[WHAT IS NEEDED]: Tally the lines in the entries below that contain the string "arch", with case counting. How many are there? Give only the number.

### GIVEN RECORDS

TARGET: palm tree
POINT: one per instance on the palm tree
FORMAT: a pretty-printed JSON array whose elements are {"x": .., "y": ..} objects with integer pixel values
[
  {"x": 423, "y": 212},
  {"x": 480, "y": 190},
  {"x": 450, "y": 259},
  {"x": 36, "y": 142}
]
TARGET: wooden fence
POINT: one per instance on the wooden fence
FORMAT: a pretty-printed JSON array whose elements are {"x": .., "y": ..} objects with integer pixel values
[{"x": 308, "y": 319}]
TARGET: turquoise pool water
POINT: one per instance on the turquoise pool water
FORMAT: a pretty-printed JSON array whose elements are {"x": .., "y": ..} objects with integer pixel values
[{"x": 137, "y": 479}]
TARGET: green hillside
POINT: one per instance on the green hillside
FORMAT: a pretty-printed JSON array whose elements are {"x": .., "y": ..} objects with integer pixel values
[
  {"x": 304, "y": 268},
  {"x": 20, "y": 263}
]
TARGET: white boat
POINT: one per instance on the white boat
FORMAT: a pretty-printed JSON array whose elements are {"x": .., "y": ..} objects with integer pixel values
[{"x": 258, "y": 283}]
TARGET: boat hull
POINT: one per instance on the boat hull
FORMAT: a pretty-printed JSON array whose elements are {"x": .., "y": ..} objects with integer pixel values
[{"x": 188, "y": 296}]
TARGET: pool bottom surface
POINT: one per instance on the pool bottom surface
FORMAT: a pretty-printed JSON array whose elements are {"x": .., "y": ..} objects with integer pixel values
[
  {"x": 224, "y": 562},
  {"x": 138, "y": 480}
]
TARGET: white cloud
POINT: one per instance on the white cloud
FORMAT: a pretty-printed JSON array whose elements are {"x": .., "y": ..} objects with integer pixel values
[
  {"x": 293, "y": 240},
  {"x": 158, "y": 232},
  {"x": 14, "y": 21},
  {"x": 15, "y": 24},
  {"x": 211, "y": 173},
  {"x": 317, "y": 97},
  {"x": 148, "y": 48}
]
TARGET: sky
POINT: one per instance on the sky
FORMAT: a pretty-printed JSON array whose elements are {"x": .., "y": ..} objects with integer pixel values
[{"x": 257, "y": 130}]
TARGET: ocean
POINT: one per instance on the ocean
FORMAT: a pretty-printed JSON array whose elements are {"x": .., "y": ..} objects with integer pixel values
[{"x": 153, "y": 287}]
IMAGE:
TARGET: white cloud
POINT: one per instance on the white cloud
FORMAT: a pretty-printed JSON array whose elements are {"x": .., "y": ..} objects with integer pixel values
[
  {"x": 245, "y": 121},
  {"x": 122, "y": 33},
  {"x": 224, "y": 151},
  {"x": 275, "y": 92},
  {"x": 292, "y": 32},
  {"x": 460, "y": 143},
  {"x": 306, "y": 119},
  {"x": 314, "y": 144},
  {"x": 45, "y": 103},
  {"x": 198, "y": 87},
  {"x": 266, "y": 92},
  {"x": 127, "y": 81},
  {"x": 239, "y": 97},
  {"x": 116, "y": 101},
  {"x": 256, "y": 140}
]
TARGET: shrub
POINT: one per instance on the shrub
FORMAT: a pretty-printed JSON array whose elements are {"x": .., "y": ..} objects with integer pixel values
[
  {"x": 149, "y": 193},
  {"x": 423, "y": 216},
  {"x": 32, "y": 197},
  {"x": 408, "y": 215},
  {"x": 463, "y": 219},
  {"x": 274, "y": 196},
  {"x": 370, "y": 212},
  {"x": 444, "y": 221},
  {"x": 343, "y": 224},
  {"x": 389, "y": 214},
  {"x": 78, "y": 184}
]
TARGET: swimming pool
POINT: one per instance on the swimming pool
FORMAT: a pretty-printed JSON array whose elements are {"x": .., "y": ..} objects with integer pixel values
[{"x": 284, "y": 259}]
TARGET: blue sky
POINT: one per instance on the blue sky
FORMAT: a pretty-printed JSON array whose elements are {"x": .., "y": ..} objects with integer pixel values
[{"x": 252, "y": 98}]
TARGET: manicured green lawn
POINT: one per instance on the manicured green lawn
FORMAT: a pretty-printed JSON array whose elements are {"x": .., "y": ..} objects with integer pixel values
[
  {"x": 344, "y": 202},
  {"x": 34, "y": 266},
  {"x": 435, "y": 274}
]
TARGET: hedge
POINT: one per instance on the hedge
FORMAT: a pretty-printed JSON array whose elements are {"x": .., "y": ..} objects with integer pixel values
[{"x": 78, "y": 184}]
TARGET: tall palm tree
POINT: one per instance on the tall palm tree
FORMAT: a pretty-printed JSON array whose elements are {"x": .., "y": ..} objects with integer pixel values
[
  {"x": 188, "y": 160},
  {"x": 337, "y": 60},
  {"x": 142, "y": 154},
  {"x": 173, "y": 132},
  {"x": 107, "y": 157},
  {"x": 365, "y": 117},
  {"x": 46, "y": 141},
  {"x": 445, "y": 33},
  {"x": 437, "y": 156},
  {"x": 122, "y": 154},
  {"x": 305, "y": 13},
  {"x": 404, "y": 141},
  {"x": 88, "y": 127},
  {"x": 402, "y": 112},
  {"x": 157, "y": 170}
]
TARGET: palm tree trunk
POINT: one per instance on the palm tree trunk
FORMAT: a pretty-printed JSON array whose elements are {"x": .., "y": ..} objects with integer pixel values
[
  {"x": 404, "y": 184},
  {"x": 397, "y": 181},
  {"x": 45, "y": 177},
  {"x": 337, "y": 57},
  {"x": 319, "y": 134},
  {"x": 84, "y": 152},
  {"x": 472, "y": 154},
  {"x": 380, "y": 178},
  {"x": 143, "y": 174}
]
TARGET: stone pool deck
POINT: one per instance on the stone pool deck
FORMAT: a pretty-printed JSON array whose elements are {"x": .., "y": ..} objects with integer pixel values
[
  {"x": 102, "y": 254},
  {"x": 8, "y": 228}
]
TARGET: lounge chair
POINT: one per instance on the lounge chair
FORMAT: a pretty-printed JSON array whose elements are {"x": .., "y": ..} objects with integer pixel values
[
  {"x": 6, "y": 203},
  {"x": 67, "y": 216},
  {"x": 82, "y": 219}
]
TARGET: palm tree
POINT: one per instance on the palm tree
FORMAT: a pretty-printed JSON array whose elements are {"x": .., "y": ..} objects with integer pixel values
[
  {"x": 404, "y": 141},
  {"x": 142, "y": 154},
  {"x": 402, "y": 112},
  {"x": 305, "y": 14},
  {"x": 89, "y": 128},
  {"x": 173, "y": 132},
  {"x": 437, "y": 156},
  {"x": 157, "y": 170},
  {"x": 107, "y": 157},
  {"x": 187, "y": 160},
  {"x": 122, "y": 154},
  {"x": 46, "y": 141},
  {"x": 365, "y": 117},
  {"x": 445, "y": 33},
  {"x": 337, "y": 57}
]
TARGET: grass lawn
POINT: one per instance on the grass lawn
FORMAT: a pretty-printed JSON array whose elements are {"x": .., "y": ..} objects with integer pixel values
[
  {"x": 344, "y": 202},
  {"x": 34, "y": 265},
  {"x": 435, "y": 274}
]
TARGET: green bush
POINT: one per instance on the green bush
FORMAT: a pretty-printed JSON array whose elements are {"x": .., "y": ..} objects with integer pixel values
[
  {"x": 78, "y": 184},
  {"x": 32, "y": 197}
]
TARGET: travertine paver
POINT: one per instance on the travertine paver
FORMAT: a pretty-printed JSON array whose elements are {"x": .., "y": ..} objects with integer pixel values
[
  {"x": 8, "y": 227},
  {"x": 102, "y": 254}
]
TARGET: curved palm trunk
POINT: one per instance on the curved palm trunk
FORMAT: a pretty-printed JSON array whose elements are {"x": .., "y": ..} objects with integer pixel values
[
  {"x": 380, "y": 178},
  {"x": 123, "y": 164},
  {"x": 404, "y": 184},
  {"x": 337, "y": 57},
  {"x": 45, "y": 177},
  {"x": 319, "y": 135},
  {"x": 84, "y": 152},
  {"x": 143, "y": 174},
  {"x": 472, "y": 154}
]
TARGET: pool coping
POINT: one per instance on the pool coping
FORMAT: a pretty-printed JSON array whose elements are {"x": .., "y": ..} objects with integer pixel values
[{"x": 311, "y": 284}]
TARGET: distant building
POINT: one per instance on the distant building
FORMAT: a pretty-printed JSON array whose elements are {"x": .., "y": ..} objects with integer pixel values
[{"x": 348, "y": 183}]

######
### GIVEN RECORDS

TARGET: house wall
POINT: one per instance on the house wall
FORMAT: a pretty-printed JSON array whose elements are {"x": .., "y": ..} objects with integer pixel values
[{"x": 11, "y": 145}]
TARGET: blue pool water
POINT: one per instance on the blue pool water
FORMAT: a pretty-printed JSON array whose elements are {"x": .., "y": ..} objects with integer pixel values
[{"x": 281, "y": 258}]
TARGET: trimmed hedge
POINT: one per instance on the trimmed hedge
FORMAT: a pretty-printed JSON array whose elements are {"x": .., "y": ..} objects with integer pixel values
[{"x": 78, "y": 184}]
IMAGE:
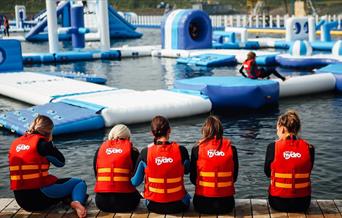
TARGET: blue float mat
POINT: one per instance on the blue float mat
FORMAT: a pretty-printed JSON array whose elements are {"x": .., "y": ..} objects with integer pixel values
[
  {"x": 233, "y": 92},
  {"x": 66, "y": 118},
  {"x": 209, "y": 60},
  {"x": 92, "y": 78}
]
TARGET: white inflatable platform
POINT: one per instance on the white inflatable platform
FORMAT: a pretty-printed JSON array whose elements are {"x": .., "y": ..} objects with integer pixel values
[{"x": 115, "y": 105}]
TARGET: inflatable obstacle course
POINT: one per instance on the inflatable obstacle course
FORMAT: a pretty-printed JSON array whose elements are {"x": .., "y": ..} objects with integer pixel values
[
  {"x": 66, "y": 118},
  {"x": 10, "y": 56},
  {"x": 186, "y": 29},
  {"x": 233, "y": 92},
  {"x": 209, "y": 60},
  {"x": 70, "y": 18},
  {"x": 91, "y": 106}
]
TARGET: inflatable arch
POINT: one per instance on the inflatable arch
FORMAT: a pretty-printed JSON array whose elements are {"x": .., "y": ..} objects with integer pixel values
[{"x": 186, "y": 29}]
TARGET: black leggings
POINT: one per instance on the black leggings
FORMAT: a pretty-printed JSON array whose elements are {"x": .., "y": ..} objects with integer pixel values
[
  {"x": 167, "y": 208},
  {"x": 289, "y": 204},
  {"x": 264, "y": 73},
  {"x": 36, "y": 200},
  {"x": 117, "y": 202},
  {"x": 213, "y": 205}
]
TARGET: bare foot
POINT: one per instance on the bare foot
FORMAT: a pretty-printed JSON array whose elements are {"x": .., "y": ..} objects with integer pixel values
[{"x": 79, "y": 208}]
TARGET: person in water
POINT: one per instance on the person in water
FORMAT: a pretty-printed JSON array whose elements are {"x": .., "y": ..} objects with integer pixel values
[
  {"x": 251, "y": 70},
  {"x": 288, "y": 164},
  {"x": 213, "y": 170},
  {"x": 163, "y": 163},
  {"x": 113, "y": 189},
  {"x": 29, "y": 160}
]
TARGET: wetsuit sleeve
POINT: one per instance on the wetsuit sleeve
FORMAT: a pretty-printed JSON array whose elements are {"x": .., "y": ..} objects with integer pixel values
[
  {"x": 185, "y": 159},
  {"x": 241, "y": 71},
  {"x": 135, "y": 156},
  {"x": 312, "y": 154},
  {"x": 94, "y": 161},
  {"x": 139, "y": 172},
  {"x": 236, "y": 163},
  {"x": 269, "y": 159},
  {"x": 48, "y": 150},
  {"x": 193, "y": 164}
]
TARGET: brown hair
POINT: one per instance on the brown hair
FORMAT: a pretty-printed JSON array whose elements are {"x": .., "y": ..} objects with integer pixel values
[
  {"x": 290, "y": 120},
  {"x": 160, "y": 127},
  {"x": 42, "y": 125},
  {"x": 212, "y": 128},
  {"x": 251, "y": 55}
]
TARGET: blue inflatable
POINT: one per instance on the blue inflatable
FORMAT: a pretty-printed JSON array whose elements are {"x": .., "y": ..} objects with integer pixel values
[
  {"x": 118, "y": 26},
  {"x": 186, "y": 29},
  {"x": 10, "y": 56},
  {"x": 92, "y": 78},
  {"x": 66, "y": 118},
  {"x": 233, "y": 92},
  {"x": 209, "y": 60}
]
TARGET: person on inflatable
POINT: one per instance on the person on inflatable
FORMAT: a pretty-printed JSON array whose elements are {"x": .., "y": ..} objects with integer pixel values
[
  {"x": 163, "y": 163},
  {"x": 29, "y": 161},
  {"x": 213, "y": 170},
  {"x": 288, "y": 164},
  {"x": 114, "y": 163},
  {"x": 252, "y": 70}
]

######
### GIVEN RECORDS

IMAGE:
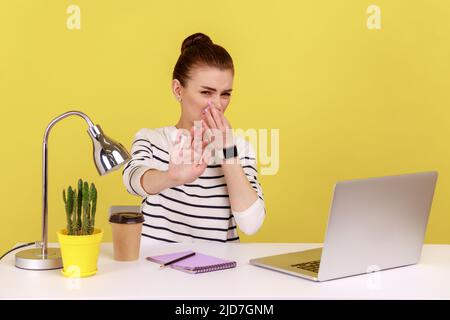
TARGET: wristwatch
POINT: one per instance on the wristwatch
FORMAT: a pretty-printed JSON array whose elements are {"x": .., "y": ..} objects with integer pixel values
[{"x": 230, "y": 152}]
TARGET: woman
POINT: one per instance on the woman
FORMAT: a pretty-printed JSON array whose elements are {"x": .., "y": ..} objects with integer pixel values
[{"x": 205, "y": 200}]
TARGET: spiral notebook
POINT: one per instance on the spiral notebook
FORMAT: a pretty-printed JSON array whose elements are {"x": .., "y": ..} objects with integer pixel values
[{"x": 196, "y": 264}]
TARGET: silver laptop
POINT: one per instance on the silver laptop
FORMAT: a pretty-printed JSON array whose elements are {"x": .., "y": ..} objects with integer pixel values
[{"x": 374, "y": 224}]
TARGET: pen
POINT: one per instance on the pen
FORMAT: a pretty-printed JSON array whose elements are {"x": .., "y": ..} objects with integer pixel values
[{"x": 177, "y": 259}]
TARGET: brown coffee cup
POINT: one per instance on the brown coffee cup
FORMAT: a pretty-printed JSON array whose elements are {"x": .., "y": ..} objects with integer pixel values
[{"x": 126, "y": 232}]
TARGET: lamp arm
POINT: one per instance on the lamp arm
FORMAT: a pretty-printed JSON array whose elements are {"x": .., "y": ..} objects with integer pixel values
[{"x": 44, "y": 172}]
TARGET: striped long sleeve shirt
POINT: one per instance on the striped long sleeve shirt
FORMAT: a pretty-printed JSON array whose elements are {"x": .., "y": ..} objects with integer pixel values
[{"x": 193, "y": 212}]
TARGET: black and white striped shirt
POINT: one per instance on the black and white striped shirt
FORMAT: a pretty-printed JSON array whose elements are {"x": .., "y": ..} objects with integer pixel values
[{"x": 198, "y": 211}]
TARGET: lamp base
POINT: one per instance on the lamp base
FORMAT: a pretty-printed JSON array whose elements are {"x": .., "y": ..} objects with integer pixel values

######

[OUTPUT OF THE TASK]: 2